PROVIDED INFORMATION:
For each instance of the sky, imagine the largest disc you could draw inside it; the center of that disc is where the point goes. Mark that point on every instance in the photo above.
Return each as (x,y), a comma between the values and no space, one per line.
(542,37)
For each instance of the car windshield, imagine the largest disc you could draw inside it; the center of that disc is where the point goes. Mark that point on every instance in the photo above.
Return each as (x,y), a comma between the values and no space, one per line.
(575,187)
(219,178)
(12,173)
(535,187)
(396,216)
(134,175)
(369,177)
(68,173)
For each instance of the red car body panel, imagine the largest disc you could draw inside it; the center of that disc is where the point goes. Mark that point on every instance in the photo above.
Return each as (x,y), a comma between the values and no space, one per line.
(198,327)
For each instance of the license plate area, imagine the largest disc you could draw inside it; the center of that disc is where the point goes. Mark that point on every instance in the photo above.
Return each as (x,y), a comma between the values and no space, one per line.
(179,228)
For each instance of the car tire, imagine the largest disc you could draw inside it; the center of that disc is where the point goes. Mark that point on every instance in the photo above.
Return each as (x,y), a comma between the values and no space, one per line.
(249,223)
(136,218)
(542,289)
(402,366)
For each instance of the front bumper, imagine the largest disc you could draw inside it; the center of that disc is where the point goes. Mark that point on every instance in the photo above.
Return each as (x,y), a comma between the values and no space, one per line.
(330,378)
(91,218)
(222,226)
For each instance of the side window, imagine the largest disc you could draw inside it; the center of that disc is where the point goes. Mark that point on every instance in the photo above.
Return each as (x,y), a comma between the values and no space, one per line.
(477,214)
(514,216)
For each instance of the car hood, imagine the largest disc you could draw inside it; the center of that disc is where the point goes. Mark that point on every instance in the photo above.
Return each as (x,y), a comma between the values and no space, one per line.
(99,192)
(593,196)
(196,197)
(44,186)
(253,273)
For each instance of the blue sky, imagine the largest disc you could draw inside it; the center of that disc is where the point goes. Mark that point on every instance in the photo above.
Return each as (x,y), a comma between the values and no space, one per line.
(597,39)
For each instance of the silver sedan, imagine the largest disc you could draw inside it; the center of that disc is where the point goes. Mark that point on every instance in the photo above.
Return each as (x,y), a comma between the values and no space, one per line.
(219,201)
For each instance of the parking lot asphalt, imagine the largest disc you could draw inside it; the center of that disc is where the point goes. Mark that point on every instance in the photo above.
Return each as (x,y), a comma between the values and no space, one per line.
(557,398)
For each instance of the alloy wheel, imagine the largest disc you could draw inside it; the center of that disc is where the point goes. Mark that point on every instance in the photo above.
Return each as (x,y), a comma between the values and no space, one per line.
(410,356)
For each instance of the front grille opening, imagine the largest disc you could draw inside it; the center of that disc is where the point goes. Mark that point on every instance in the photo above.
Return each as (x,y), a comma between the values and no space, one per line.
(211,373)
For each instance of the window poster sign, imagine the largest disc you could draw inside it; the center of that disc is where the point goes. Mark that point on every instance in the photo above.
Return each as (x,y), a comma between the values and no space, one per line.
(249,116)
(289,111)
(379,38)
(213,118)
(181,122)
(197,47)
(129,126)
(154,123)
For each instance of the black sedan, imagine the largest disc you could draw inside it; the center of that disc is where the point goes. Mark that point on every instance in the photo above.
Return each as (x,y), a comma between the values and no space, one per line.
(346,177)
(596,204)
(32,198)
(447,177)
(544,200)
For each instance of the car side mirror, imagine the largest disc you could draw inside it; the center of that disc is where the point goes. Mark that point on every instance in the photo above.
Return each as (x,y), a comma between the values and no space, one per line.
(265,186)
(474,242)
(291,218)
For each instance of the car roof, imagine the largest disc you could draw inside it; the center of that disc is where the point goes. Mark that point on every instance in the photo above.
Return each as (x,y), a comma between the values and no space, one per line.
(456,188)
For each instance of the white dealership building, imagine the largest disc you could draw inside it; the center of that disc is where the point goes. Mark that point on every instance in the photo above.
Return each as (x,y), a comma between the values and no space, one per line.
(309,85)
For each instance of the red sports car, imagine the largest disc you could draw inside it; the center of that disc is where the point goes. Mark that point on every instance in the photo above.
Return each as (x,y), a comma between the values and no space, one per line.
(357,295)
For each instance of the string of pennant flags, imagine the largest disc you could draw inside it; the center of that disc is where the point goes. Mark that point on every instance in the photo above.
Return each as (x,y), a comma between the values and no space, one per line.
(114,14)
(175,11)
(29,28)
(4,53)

...

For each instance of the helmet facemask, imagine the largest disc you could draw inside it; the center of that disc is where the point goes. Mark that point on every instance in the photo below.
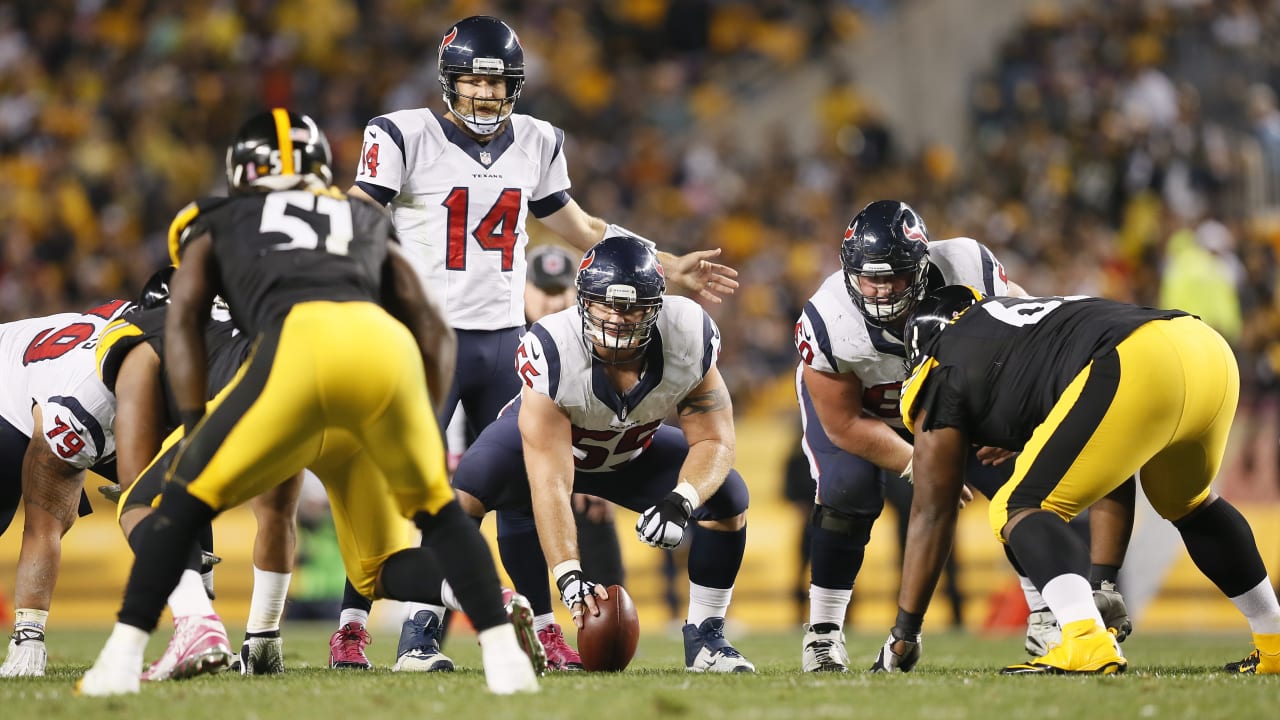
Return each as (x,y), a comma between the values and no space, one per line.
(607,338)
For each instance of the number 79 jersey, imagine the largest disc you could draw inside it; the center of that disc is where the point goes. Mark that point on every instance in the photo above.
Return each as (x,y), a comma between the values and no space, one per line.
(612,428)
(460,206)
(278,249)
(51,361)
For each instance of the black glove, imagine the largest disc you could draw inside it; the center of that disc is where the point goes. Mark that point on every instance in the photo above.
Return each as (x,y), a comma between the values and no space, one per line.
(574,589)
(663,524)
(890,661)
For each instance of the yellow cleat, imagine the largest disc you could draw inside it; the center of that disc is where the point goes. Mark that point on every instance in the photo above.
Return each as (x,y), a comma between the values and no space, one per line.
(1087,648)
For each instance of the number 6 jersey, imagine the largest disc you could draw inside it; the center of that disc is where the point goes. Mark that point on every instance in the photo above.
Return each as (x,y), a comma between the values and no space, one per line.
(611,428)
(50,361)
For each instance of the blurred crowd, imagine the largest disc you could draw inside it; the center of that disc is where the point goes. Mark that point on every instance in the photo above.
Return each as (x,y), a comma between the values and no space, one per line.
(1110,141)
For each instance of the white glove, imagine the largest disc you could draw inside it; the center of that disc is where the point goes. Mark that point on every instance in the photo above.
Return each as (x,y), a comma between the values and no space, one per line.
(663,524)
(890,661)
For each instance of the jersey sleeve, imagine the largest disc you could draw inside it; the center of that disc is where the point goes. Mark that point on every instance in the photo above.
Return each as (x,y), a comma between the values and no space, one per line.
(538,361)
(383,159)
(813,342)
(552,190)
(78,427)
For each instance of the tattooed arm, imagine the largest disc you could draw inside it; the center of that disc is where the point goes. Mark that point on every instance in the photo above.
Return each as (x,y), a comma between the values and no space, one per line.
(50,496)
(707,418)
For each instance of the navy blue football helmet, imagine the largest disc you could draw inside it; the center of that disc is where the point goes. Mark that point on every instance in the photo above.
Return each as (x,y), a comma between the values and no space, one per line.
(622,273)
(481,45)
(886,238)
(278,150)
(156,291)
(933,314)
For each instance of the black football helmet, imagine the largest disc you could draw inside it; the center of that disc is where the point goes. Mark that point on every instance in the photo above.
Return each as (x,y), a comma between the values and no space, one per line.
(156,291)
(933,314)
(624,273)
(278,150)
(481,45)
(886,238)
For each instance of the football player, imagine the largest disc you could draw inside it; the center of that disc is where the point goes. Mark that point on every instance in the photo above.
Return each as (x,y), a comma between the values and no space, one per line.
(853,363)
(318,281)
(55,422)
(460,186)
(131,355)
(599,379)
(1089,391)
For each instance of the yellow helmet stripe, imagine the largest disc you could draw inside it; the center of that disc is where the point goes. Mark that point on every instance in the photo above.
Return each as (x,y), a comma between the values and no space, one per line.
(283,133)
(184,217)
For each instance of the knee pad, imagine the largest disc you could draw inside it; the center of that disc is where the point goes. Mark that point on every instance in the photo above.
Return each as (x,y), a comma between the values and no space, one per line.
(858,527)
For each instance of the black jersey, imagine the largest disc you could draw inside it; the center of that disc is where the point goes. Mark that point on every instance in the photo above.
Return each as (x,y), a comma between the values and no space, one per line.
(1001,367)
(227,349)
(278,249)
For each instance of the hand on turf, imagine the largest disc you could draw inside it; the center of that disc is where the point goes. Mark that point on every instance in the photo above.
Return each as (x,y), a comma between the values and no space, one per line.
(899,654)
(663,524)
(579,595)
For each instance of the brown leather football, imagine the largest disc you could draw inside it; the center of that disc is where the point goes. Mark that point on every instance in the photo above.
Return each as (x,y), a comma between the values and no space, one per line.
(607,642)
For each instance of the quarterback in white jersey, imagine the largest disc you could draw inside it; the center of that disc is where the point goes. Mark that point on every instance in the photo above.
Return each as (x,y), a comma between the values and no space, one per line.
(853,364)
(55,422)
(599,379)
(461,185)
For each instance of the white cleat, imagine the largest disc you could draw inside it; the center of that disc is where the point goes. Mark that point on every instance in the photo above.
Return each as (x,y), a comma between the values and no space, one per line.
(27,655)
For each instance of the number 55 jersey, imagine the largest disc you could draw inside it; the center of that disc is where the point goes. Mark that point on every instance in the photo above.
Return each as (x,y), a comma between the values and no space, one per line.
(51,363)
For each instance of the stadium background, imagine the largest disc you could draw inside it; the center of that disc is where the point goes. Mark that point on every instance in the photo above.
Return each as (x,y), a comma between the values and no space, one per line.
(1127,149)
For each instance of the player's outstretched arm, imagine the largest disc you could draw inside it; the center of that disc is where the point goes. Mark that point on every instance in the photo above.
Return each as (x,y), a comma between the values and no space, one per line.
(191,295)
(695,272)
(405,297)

ACTIVITY: Looking through the data above, count the lines that include the string "cleat" and give only the count.

RESPONSE AREA: 2